### Exercise description:
Convert the lines below into a JSON list of strings, one string per line, skipping blank lines and leaving out the pictures.

****

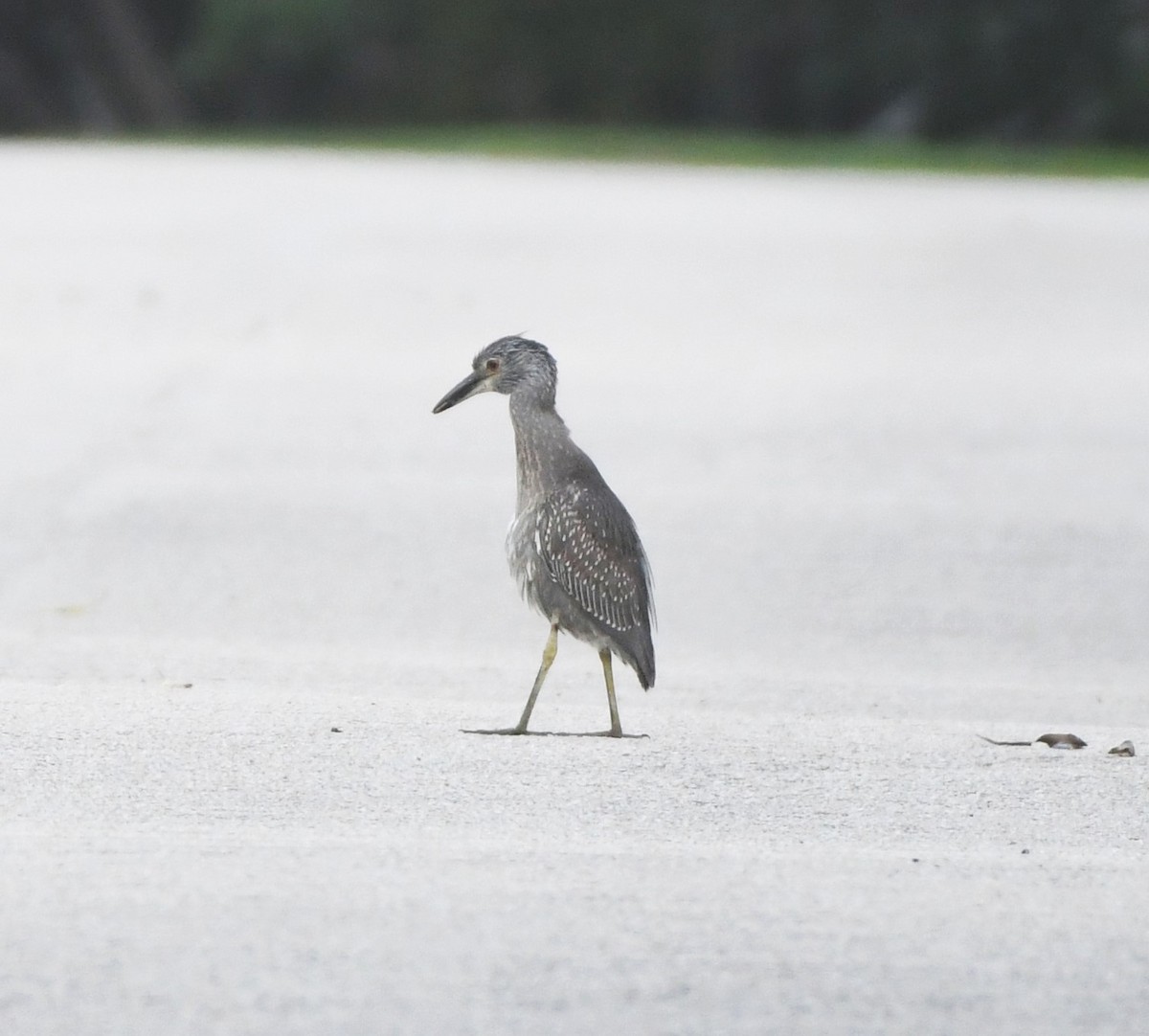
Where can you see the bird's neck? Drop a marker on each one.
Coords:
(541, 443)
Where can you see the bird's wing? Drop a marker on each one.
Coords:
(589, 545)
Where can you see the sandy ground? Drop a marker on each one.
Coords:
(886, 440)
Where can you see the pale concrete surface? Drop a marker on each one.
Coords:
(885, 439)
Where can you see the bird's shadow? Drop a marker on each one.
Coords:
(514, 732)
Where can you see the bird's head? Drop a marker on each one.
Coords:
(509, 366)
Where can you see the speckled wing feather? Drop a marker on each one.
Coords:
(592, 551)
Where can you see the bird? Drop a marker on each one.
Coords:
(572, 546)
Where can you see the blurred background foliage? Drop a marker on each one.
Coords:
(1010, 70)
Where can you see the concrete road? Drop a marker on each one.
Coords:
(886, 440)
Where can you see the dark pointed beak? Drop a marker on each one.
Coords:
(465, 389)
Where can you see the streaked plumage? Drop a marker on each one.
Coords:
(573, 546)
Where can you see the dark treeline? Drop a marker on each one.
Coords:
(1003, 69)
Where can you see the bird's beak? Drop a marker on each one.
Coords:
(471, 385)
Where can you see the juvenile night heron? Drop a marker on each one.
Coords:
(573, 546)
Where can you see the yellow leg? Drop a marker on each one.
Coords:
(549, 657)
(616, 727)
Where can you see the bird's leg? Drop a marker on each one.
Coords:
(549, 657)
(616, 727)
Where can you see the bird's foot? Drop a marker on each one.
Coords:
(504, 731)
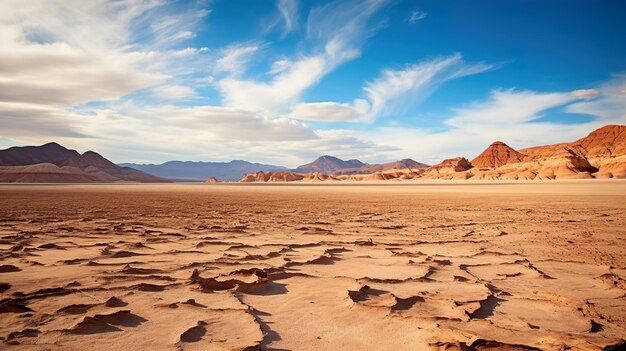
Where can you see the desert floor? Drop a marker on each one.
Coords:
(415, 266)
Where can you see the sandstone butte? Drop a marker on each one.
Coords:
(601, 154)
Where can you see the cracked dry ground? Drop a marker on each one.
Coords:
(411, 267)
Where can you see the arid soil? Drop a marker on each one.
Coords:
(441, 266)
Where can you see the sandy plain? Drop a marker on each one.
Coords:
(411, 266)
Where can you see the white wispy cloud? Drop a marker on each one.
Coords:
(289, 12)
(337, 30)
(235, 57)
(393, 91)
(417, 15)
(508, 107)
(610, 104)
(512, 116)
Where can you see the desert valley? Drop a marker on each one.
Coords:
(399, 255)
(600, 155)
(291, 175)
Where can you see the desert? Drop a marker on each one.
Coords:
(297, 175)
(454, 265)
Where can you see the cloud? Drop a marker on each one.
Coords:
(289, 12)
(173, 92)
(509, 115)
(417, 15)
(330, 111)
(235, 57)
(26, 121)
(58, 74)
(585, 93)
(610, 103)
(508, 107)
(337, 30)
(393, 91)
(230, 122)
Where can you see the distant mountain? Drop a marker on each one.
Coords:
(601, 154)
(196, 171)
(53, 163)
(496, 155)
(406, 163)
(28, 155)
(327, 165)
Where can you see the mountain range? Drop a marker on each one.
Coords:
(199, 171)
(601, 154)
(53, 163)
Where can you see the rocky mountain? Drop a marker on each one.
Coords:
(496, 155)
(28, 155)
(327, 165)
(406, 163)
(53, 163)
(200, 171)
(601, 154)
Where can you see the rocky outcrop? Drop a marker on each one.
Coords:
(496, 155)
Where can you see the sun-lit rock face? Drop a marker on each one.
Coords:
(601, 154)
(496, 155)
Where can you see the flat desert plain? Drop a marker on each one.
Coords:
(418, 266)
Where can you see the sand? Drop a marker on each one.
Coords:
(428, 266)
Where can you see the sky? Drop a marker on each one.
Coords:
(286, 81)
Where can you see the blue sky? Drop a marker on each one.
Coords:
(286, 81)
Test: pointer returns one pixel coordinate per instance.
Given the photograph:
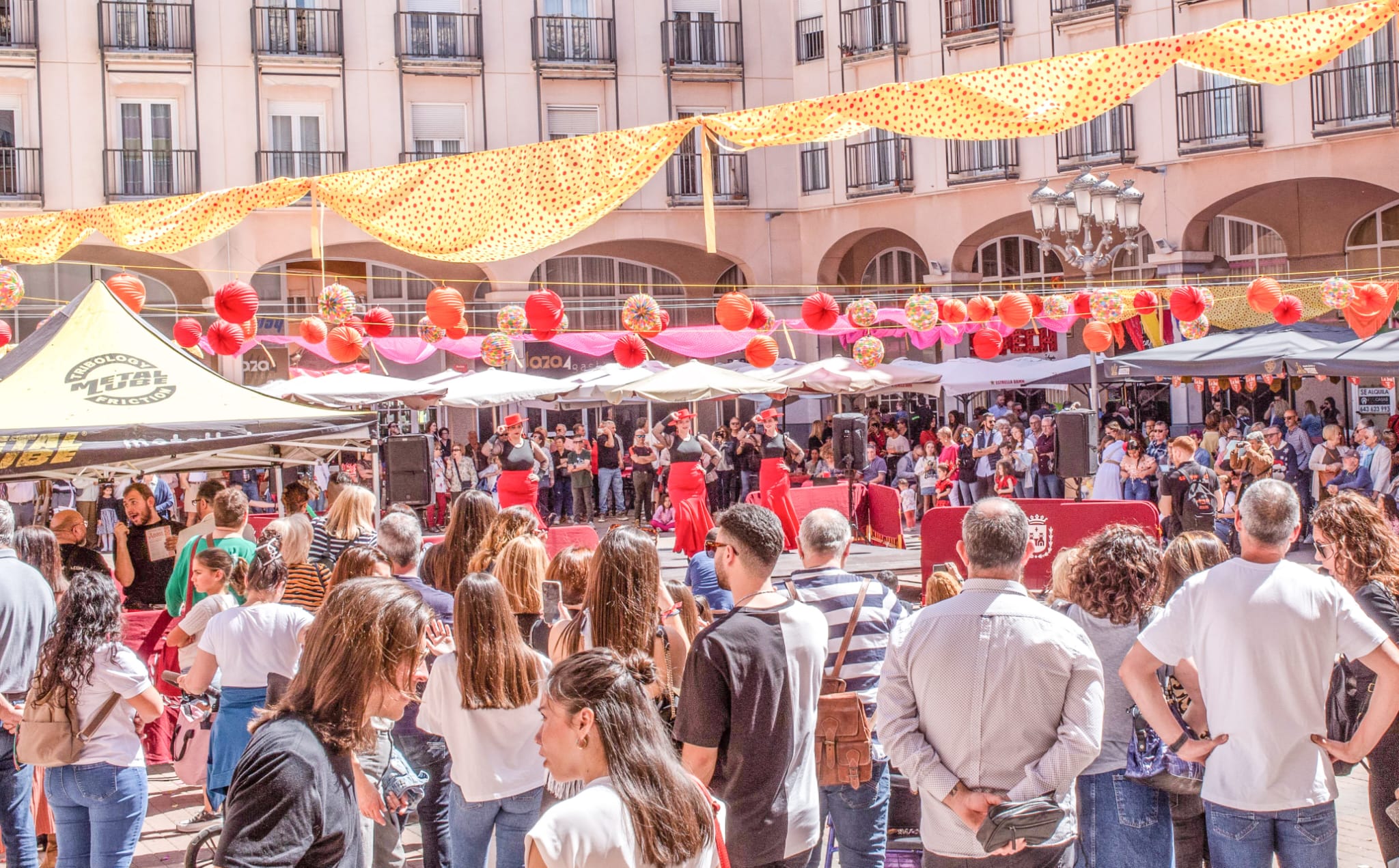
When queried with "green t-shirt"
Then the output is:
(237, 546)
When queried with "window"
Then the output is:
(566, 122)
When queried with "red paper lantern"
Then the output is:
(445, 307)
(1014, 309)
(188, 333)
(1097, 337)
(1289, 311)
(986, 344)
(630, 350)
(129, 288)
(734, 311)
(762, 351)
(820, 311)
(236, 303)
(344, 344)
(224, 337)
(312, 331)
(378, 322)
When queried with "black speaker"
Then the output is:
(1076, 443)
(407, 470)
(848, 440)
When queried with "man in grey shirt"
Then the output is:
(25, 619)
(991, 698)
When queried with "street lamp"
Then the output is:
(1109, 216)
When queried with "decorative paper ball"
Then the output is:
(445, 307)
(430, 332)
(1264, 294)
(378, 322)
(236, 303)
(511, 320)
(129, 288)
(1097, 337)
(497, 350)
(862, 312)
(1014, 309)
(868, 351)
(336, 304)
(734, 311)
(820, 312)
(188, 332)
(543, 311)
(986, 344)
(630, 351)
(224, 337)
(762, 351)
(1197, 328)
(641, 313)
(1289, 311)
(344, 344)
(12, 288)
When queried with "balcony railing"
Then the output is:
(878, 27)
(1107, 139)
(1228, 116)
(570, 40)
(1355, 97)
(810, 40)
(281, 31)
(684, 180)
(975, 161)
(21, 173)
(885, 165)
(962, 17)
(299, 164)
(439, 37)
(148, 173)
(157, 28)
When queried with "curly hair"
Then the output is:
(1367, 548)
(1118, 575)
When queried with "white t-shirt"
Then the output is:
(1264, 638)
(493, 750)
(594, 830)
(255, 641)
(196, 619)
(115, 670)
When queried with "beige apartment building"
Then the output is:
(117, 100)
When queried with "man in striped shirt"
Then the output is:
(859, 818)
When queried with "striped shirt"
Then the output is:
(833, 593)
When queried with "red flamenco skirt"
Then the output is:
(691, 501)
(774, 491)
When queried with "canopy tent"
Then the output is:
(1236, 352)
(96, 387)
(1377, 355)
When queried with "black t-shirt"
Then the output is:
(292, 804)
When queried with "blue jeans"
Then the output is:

****

### Exercise result:
[
  "Where can you see the bird's neck? Drop a marker on each one.",
  "Coords:",
  "(541, 443)",
  "Where can you see the bird's wing? Drop a marker on each one.",
  "Coords:",
  "(589, 545)",
  "Where can you see the sandy ground? Drop a marker on each one.",
  "Coords:",
  "(886, 440)",
  "Where can you see the pale concrete surface? Drop a marker on each one.",
  "Coords:",
  "(885, 439)",
  "Where can you see the bird's shadow? Drop a marker on each one.",
  "Coords:",
  "(514, 732)",
  "Where can you see the bird's head? Drop a marker on each one.",
  "Coords:",
  "(509, 366)",
  "Where can you see the speckled wing feather? Drop a marker on each one.",
  "Coords:",
  "(592, 551)",
  "Where can you see the bird? Drop a marker on each one.",
  "Coords:",
  "(572, 546)",
  "Where can you see the blurred background foliage? Drop a marker on each one.",
  "Coords:",
  "(1010, 70)",
  "Where can you see the concrete road? Drop a marker on each one.",
  "Coords:",
  "(886, 440)",
  "Where can you see the dark pointed beak? Drop a marker on each one.",
  "Coords:",
  "(465, 389)",
  "Where can you see the streaked plumage? Drop a marker on each one.",
  "Coords:",
  "(573, 546)",
  "Where can you see the dark treeline? Drop a marker on each one.",
  "Coords:",
  "(1003, 69)",
  "Where can you see the bird's beak? Drop a marker on each one.",
  "Coords:",
  "(471, 385)",
  "Where can you see the juvenile night heron? Drop a marker on each one.",
  "Coords:",
  "(573, 546)",
  "Where can you see the yellow leg? Drop a marker on each one.",
  "Coords:",
  "(549, 657)",
  "(616, 727)",
  "Where can you see the bird's leg? Drop a marker on each one.",
  "Coords:",
  "(549, 657)",
  "(616, 727)",
  "Where can you see the bird's foot? Drop a marker on each one.",
  "Coords:",
  "(504, 731)",
  "Where can you see the desert floor? Drop a marker on each one.",
  "Coords:",
  "(415, 266)",
  "Where can you see the sandstone butte? Drop a marker on each one.",
  "Coords:",
  "(601, 154)",
  "Where can you see the cracked dry ground? Drop a marker on each one.",
  "Coords:",
  "(411, 267)",
  "Where can you see the arid soil? Drop a marker on each one.",
  "Coords:",
  "(441, 266)",
  "Where can you see the sandy plain? Drop a marker on each one.",
  "Coords:",
  "(411, 266)",
  "Where can you see the white wispy cloud? Drop a marker on each one.",
  "Coords:",
  "(289, 12)",
  "(337, 30)",
  "(235, 57)",
  "(393, 91)",
  "(417, 15)",
  "(508, 107)",
  "(610, 104)",
  "(512, 116)",
  "Where can you see the desert valley? Drop a marker on each one.",
  "Coords:",
  "(399, 255)",
  "(600, 155)",
  "(291, 175)",
  "Where can you see the desert? Drop a marker on each one.",
  "Coords:",
  "(297, 175)",
  "(454, 265)",
  "Where can you see the cloud? Drop a marker on each one.",
  "Coords:",
  "(289, 12)",
  "(173, 92)",
  "(509, 115)",
  "(417, 15)",
  "(330, 111)",
  "(235, 57)",
  "(26, 121)",
  "(58, 74)",
  "(585, 93)",
  "(610, 103)",
  "(508, 107)",
  "(337, 30)",
  "(393, 91)",
  "(230, 122)",
  "Where can you see the distant mountain? Drop a marker on each one.",
  "Coords:",
  "(601, 154)",
  "(196, 171)",
  "(53, 163)",
  "(496, 155)",
  "(406, 163)",
  "(28, 155)",
  "(327, 165)",
  "Where can you see the mountain range? Drop a marker on each one.",
  "Coords:",
  "(199, 171)",
  "(601, 154)",
  "(53, 163)",
  "Where can you see the rocky mountain? Drop a marker on each one.",
  "Coords:",
  "(496, 155)",
  "(28, 155)",
  "(327, 165)",
  "(406, 163)",
  "(53, 163)",
  "(200, 171)",
  "(601, 154)",
  "Where can you see the rocky outcrop? Drop a marker on each one.",
  "Coords:",
  "(496, 155)",
  "Where can you see the sun-lit rock face? Drop a marker on each one.",
  "Coords:",
  "(601, 154)",
  "(496, 155)",
  "Where can you see the flat desert plain? Drop a marker on each one.",
  "Coords:",
  "(418, 266)",
  "Where can you see the sand? Drop a marker on each one.",
  "Coords:",
  "(428, 266)",
  "Where can you see the sky? Drop a marker on each one.",
  "Coords:",
  "(286, 81)",
  "Where can you see the blue sky? Drop a marker on each one.",
  "Coords:",
  "(286, 81)",
  "Test: pointer returns one pixel coordinate per instance.",
  "Given the photograph:",
  "When queried with \"green t-shirt\"",
  "Then the output is:",
  "(237, 546)",
  "When queried with \"window\"",
  "Then the output is:",
  "(566, 122)",
  "When queried with \"red paper lantern\"",
  "Then the output is:",
  "(445, 307)",
  "(1014, 309)",
  "(188, 333)",
  "(1097, 337)",
  "(1289, 311)",
  "(986, 344)",
  "(630, 350)",
  "(129, 288)",
  "(734, 311)",
  "(762, 351)",
  "(820, 311)",
  "(236, 303)",
  "(344, 344)",
  "(224, 337)",
  "(312, 331)",
  "(378, 322)",
  "When queried with \"black speaker\"",
  "Then the output is:",
  "(1076, 443)",
  "(407, 470)",
  "(848, 440)",
  "When queried with \"man in grey shirt\"",
  "Then the output is:",
  "(25, 619)",
  "(991, 698)",
  "When queried with \"street lamp\"",
  "Then the output is:",
  "(1109, 216)",
  "When queried with \"decorative paper ball\"",
  "Then the output is:",
  "(445, 307)",
  "(430, 332)",
  "(1264, 294)",
  "(378, 322)",
  "(236, 303)",
  "(511, 320)",
  "(129, 288)",
  "(1097, 337)",
  "(497, 350)",
  "(862, 312)",
  "(1014, 309)",
  "(868, 351)",
  "(336, 304)",
  "(734, 311)",
  "(820, 312)",
  "(188, 332)",
  "(543, 311)",
  "(986, 344)",
  "(630, 351)",
  "(224, 337)",
  "(762, 351)",
  "(1197, 328)",
  "(641, 313)",
  "(1289, 311)",
  "(344, 344)",
  "(12, 288)",
  "When queried with \"balcony railing\"",
  "Then the output is:",
  "(878, 27)",
  "(1107, 139)",
  "(1228, 116)",
  "(570, 40)",
  "(1355, 97)",
  "(810, 40)",
  "(281, 31)",
  "(684, 180)",
  "(975, 161)",
  "(21, 173)",
  "(885, 165)",
  "(962, 17)",
  "(299, 164)",
  "(439, 37)",
  "(148, 173)",
  "(157, 28)",
  "When queried with \"curly hair\"",
  "Then the output is:",
  "(1367, 548)",
  "(1118, 575)",
  "When queried with \"white t-shirt\"",
  "Then the output is:",
  "(1264, 638)",
  "(493, 750)",
  "(594, 830)",
  "(255, 641)",
  "(196, 619)",
  "(115, 670)",
  "When queried with \"beige apartment building\"",
  "Then the output is:",
  "(117, 100)",
  "When queried with \"man in striped shirt\"",
  "Then the output is:",
  "(859, 818)",
  "When queried with \"striped shirt\"",
  "Then the output is:",
  "(833, 593)",
  "When queried with \"red flamenco skirt\"",
  "Then the output is:",
  "(691, 501)",
  "(774, 491)",
  "When queried with \"canopy tent\"",
  "Then the output is:",
  "(1236, 352)",
  "(96, 387)",
  "(1377, 355)",
  "When queried with \"black t-shirt\"",
  "Then the output is:",
  "(292, 804)",
  "When queried with \"blue jeans\"",
  "Then the output is:"
]